- WHAT THIS TASK INVOLVES -
Which lines in the listing below contain the word "chest", with case counting? Copy each of those lines.

═════ ITEMS ═════

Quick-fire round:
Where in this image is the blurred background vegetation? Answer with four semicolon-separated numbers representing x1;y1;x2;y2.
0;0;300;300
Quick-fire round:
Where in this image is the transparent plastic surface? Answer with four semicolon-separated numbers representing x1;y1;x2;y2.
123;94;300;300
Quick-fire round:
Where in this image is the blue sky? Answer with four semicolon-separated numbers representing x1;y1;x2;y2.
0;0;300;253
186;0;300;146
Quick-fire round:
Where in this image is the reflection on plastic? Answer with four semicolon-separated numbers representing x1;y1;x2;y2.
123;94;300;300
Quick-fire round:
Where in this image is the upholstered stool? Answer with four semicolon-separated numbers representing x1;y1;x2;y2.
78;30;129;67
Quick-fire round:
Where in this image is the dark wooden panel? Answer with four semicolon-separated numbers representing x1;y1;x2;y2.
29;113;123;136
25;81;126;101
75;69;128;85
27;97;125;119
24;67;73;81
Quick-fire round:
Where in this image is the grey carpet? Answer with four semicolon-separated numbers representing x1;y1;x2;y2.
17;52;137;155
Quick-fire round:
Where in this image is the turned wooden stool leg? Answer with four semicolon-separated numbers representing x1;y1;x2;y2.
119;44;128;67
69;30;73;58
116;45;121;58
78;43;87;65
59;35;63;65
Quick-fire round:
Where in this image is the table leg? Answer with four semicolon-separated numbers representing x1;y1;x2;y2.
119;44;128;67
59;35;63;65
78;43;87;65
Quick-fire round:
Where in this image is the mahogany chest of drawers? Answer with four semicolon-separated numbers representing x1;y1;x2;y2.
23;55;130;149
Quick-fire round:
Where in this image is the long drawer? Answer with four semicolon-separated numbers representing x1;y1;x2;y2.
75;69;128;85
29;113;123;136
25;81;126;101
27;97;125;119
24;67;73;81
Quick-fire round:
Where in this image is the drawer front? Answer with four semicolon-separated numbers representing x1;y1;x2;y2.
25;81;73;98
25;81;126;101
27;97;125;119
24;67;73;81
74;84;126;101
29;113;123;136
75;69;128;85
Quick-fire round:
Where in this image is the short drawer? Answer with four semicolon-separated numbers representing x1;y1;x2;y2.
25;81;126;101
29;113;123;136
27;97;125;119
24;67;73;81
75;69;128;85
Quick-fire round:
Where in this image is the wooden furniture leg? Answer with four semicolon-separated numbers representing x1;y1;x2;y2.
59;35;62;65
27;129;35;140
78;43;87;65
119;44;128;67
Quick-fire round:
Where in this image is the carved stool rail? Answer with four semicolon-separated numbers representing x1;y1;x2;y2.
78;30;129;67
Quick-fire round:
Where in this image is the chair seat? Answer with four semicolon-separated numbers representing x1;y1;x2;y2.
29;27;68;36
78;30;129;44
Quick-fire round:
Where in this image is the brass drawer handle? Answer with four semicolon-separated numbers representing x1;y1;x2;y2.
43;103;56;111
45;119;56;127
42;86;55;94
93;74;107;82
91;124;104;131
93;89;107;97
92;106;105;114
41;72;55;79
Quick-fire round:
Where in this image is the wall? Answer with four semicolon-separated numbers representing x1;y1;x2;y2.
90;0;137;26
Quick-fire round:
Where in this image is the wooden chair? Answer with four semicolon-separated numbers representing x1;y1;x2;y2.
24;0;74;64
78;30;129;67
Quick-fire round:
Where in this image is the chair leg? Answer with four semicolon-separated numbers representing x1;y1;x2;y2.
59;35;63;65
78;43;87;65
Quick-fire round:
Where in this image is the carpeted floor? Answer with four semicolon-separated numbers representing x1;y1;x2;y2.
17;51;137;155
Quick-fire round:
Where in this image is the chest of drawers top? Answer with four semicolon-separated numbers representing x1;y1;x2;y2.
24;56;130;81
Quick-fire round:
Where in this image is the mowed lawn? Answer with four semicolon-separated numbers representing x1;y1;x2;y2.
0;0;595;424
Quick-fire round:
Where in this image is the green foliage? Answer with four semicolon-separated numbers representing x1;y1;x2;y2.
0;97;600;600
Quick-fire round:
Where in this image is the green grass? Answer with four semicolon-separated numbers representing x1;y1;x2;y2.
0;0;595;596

═════

- WRITTEN RESPONSE -
Where in this image is the mahogany chest of drawers? Answer with four semicolon-separated numbers representing x1;y1;x2;y2.
Where in this image is the chest of drawers top? Answer with four semicolon-separated numbers representing x1;y1;x2;y2.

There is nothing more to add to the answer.